+++ PROVIDED RECORDS +++
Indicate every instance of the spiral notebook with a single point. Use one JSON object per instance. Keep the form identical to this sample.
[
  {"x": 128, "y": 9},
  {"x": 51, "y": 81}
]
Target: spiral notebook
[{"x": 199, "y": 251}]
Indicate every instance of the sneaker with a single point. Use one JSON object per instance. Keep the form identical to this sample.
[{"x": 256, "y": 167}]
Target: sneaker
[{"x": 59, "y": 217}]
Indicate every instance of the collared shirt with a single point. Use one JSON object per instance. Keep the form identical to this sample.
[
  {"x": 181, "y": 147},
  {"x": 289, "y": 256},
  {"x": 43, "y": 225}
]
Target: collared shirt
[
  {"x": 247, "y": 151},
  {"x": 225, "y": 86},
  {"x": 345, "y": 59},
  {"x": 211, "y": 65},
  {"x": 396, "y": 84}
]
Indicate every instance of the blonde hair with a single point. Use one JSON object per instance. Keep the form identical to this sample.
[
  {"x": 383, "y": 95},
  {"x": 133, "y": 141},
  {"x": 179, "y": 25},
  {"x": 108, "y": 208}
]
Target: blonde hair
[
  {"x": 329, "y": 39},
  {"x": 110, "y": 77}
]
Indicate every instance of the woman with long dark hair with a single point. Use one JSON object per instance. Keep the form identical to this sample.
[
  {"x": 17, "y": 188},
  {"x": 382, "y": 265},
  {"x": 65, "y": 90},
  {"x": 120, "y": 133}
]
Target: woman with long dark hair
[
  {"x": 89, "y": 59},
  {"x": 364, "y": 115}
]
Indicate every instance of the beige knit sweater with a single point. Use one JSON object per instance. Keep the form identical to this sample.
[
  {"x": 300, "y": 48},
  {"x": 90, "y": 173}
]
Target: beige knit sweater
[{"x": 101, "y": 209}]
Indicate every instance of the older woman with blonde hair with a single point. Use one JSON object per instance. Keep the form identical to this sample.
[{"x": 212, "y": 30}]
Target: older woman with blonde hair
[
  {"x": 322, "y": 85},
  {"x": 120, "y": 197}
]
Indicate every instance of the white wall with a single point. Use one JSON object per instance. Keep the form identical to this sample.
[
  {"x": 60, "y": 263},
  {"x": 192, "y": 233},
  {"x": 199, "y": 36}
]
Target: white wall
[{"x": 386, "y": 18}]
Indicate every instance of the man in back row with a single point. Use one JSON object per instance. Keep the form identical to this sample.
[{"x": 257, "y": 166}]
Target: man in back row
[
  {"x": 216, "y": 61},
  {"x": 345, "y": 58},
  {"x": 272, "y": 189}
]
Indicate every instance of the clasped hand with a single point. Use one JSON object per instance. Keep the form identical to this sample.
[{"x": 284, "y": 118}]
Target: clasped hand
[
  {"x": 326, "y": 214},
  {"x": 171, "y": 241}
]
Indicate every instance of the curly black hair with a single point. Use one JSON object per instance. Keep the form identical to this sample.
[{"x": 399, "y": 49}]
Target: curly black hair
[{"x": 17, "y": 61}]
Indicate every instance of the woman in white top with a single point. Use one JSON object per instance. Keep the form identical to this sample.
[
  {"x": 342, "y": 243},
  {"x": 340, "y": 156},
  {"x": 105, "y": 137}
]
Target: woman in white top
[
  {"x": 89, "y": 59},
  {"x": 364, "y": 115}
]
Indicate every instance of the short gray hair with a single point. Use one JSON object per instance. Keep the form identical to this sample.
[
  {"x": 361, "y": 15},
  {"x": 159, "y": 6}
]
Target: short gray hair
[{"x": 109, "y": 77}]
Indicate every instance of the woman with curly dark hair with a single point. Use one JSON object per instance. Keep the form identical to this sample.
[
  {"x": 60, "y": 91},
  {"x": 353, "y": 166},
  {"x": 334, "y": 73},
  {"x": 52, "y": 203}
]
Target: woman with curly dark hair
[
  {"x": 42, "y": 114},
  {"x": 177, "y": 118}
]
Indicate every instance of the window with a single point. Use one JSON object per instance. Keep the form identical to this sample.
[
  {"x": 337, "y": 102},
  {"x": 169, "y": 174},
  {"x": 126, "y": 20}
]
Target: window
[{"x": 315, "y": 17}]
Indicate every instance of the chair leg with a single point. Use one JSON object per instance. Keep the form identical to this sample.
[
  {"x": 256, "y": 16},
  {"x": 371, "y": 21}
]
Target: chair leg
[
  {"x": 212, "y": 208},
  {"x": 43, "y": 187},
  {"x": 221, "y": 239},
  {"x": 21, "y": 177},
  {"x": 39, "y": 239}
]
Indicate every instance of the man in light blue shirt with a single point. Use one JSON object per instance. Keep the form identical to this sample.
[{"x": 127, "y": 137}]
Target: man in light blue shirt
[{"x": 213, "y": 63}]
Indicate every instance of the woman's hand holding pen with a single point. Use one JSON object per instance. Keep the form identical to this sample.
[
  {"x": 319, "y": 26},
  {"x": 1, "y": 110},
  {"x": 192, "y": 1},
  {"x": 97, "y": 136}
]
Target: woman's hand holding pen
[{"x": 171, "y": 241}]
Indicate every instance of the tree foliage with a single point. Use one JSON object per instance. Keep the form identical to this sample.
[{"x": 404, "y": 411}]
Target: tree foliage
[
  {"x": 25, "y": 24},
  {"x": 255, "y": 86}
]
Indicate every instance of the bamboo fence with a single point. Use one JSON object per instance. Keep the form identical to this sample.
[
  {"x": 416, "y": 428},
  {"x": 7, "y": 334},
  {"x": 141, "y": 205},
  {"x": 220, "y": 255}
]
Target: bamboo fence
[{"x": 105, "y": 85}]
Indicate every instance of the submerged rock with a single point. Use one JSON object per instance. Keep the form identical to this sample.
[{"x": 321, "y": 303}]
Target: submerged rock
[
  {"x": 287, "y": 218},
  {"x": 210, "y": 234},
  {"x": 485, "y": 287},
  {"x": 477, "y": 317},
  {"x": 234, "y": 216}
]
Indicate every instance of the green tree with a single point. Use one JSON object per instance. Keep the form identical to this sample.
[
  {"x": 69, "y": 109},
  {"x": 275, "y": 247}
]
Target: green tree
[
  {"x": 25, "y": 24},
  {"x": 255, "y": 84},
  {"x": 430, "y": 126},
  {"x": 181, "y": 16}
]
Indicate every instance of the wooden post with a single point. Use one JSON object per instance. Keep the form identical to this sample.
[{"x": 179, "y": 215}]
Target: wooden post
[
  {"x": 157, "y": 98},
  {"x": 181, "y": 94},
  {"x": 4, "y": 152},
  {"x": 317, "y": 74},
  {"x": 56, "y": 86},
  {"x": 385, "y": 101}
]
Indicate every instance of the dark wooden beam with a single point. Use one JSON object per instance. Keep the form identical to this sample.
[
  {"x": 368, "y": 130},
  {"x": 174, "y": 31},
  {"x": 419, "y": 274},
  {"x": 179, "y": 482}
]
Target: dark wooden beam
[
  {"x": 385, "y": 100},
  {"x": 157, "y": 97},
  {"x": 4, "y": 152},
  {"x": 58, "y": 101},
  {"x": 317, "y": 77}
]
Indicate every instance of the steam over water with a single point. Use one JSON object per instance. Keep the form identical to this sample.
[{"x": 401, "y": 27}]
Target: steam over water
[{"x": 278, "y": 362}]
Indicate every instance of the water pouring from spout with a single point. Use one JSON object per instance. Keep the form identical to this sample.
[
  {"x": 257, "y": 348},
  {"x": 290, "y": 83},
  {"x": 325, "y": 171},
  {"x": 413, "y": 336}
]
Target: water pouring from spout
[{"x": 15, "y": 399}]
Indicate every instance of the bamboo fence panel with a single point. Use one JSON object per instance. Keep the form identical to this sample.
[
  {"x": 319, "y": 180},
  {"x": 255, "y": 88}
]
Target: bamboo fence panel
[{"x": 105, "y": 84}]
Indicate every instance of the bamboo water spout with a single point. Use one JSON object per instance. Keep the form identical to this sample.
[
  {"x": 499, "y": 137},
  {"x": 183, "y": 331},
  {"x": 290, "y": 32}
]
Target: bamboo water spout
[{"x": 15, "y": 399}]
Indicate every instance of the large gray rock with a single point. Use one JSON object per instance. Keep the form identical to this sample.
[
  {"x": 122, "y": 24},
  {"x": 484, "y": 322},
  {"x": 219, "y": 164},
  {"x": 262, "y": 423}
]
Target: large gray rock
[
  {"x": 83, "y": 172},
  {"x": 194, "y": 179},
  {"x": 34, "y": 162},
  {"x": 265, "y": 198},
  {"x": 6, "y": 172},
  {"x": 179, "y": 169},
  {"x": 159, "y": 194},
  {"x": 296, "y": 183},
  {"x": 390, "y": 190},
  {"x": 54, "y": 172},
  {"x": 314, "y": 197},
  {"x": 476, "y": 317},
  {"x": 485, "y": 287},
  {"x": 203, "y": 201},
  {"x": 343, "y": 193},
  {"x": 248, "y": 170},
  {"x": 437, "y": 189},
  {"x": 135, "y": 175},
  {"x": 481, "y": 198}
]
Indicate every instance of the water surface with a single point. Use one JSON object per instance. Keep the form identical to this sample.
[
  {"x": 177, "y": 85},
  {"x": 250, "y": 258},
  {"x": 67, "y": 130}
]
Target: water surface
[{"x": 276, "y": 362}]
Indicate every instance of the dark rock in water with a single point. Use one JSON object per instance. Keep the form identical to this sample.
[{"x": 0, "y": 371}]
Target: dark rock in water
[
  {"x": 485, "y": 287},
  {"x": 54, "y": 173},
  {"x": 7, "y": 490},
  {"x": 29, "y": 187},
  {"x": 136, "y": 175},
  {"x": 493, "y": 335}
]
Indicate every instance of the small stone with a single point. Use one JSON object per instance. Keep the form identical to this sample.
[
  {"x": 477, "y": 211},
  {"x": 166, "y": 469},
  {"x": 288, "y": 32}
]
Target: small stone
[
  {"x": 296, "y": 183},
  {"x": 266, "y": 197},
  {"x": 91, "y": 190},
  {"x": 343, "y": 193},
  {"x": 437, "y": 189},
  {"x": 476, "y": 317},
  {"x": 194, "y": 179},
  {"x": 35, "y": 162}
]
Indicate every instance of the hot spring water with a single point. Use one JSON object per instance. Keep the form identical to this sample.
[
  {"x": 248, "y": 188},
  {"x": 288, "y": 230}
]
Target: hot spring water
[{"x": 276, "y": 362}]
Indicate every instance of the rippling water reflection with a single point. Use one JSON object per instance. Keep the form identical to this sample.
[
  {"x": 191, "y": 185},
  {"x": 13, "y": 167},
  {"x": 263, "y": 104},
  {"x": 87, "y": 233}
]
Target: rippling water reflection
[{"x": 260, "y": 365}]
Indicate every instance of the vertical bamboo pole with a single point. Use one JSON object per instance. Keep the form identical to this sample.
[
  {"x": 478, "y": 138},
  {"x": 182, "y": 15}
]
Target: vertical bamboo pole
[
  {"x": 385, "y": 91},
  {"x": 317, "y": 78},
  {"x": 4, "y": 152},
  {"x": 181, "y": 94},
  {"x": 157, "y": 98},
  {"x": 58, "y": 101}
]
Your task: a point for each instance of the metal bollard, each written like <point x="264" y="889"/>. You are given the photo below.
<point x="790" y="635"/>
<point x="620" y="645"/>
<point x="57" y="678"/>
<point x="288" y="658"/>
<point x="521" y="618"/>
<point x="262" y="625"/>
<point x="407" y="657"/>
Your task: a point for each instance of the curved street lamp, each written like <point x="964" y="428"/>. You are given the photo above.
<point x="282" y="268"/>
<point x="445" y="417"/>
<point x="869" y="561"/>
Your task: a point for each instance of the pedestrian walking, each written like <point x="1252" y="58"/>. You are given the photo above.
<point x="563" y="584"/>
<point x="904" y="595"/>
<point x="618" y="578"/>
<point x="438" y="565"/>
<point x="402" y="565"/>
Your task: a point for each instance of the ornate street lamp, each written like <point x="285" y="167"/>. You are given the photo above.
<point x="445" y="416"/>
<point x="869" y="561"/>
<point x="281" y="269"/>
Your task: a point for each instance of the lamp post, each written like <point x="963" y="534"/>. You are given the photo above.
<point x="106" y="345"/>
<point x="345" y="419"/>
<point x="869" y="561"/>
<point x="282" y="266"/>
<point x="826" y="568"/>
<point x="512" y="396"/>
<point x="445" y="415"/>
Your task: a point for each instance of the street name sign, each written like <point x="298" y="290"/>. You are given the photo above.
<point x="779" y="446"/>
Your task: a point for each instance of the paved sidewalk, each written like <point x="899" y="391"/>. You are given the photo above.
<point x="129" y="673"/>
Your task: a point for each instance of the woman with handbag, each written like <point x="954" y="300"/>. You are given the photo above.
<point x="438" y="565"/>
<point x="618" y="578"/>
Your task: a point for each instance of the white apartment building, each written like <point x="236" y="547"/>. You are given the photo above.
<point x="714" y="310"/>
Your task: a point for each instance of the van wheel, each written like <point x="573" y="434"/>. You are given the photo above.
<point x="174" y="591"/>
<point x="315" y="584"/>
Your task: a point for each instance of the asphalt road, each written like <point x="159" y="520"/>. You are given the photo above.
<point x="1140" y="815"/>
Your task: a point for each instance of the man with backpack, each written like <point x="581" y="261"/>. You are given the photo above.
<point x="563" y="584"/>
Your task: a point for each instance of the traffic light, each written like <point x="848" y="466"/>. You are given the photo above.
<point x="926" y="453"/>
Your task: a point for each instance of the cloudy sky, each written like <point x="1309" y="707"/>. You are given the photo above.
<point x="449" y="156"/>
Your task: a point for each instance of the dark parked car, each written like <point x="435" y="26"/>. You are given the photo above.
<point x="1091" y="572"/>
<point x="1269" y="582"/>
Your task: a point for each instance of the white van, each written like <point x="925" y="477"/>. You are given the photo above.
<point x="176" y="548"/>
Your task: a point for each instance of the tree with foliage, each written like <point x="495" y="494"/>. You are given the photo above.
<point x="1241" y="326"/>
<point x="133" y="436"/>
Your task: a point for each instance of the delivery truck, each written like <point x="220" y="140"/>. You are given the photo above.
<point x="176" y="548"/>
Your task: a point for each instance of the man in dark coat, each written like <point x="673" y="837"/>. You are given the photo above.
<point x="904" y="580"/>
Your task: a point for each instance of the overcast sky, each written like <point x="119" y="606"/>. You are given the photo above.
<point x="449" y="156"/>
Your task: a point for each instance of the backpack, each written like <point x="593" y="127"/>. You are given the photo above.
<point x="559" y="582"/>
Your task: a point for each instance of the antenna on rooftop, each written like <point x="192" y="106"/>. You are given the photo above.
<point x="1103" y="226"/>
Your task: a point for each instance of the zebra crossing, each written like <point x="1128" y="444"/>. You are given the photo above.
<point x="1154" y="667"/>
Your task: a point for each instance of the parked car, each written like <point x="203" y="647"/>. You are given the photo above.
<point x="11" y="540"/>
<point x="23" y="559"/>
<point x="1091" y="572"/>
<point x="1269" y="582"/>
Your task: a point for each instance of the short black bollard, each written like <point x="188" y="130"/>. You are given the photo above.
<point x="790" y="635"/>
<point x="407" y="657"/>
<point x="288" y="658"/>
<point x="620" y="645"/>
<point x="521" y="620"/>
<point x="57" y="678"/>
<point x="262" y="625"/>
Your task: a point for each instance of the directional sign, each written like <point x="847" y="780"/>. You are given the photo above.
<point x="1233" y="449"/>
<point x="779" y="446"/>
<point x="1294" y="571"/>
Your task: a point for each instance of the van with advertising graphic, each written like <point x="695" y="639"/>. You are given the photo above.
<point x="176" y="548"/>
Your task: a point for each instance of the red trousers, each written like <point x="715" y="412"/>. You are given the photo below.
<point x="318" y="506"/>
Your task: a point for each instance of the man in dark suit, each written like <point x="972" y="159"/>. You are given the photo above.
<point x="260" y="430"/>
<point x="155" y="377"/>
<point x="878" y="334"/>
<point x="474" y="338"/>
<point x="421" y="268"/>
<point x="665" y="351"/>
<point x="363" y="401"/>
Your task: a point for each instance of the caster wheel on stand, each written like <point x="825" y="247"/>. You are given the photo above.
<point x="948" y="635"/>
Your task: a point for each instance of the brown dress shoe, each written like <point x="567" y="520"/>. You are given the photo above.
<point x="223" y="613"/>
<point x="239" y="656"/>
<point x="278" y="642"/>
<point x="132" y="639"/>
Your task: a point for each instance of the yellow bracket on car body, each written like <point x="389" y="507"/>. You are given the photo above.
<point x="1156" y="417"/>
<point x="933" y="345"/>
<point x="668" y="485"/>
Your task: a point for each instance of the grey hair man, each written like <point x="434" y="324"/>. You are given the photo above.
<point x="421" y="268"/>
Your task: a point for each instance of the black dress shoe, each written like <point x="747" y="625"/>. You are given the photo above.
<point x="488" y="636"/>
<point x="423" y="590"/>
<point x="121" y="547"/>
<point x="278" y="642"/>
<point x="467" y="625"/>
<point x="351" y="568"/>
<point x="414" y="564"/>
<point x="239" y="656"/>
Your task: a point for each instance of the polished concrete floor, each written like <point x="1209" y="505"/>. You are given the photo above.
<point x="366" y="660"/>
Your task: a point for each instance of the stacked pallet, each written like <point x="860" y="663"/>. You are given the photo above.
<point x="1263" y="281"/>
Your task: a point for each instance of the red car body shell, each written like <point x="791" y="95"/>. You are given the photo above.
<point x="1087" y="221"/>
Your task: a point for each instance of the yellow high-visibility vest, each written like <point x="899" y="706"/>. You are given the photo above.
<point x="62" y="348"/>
+++
* _GOAL OF THE EXERCISE_
What you give back should be exactly the lines of the entries above from the one containing "Your task: a point for each instance of the polished" to the end, and nothing more.

* _EXERCISE RESPONSE_
Your task: a point for each instance of the polished concrete floor, each written like <point x="1209" y="505"/>. You are given the photo above.
<point x="366" y="660"/>
Your task: a point for each instance of the stacked pallet, each written like <point x="860" y="663"/>. You are given the photo above.
<point x="1263" y="281"/>
Your task: a point for each instance of the red car body shell, each written like <point x="791" y="95"/>. You are given the photo above.
<point x="1087" y="221"/>
Your task: a point for each instance of the yellow high-visibility vest, each written like <point x="899" y="706"/>. You are given the photo above.
<point x="62" y="348"/>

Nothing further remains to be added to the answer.